Take the line with "positive clicks: (377, 1913)" and all lines after it, through the end of the records below, and repeat them exactly.

- [The input]
= = = = =
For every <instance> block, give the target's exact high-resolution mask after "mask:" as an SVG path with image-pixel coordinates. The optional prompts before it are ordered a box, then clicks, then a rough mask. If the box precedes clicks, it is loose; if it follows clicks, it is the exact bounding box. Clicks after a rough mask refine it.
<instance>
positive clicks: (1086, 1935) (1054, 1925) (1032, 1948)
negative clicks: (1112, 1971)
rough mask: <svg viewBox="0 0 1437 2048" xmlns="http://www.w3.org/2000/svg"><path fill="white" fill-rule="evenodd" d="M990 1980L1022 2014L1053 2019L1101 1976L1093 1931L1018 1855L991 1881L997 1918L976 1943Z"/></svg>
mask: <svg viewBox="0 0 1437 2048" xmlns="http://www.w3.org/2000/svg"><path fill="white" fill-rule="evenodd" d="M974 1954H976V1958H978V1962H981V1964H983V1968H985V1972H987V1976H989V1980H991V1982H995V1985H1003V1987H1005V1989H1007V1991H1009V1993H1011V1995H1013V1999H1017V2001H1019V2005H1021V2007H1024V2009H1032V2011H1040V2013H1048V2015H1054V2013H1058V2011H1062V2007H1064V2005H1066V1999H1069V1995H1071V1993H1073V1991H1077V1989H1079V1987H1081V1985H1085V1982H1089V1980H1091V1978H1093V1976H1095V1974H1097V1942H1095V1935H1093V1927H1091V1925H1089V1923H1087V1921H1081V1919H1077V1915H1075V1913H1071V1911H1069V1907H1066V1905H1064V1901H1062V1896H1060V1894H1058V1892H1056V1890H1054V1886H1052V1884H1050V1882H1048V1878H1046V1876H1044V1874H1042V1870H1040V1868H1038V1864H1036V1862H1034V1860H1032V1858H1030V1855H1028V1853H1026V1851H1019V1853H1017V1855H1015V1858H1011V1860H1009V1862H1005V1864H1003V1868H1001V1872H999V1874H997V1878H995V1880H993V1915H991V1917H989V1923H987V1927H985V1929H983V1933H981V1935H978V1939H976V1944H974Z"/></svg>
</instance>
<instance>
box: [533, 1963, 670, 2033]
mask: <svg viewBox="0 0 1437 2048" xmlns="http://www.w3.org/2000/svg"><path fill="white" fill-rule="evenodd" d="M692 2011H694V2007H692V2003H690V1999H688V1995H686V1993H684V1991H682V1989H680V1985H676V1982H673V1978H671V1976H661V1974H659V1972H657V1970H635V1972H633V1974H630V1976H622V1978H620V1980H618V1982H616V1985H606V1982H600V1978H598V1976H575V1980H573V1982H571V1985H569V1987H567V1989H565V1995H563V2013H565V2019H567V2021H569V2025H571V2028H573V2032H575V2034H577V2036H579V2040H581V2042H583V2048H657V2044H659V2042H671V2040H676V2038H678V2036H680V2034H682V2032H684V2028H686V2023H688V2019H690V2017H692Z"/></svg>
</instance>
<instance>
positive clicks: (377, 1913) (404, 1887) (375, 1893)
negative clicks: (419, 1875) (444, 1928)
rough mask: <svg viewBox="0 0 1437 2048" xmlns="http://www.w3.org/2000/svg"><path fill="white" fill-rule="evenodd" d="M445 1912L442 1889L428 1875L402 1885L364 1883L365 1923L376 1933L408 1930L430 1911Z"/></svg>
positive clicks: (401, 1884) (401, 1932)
= = = = =
- [Task solution]
positive clicks: (377, 1913) (404, 1887) (375, 1893)
negative clicks: (419, 1875) (444, 1928)
rough mask: <svg viewBox="0 0 1437 2048" xmlns="http://www.w3.org/2000/svg"><path fill="white" fill-rule="evenodd" d="M445 1912L442 1889L428 1875L402 1885L364 1883L365 1923L376 1933L408 1930L430 1911Z"/></svg>
positive clicks: (401, 1884) (401, 1932)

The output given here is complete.